About this task
When you reach the records below, repeat each one exactly as written.

◇ ◇ ◇

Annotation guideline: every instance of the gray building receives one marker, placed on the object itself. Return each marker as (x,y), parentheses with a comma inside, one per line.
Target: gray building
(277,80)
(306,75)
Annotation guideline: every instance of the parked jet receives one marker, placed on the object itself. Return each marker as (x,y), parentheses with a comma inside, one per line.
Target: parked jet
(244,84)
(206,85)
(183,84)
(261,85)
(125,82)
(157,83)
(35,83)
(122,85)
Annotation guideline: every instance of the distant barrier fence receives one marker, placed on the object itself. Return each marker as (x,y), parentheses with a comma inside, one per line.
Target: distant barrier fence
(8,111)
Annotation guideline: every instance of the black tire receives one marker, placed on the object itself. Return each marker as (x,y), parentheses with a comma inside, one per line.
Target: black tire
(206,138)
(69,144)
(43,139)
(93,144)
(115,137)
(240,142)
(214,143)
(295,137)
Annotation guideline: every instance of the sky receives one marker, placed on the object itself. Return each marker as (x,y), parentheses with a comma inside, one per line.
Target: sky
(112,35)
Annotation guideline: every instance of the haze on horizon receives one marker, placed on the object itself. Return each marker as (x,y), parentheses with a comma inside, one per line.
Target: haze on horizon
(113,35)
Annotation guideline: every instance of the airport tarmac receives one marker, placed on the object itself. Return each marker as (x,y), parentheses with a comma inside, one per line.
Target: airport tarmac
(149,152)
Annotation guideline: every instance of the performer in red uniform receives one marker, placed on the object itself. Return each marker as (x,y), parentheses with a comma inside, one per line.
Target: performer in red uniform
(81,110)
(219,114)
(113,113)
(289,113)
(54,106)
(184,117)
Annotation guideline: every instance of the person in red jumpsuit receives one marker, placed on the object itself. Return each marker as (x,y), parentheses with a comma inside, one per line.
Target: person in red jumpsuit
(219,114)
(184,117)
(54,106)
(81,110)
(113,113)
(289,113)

◇ ◇ ◇

Written solution
Annotation guideline: every instance of the gray building receives one marker, placed on the object itself. Return each marker as (x,y), parentheses with a comma inside, one per line.
Target: gray building
(277,80)
(306,75)
Annotation guideline: every instance of the parked jet receives one marker, placed on the object itself. Return each marker as (x,y), parentheses with a comma inside, one per line.
Target: parked jet
(244,84)
(206,85)
(183,84)
(261,85)
(125,82)
(157,83)
(35,83)
(122,85)
Annotation guideline: every instance of the distant barrier fence receives one marker, placed on the object itself. Return each marker as (x,y), parentheses with a comma inside, one per line.
Target: distant barrier fence
(8,111)
Annotation guideline: every instance of the black tire receives one marker, placed on the object itself. Return each marker as (x,y), parentheses with a comma inside, one per line.
Target: black tire
(206,138)
(69,144)
(43,139)
(93,144)
(115,137)
(240,142)
(214,143)
(295,137)
Annotation guideline: every instance of the sky receives one marker, placed on the object itself. Return each marker as (x,y), parentheses with a comma inside, one per line.
Target: sky
(112,35)
Annotation guideline: every instance of the haze on horizon receives one marker, placed on the object itself. Return each marker as (x,y), parentheses with a comma inside, one per line.
Target: haze on horizon
(113,35)
Annotation guideline: every instance of the airport tarmac receives one marker, placed on the object itself. Return each marker as (x,y), parentheses with a comma inside, one per line.
Target: airport tarmac
(149,152)
Annotation guideline: every instance of the performer in red uniform receives one marker, placed on the object itself. Return each marker as (x,y), parentheses with a comma inside, one per line.
Target: performer in red uniform
(81,110)
(219,114)
(113,113)
(289,113)
(54,106)
(184,117)
Annotation guideline: every instance of the person in red jumpsuit receives one marker, placed on the object itself. Return each marker as (x,y), parentheses with a comma inside, one per line.
Target: person in red jumpsuit
(219,114)
(184,117)
(54,106)
(81,110)
(113,113)
(289,113)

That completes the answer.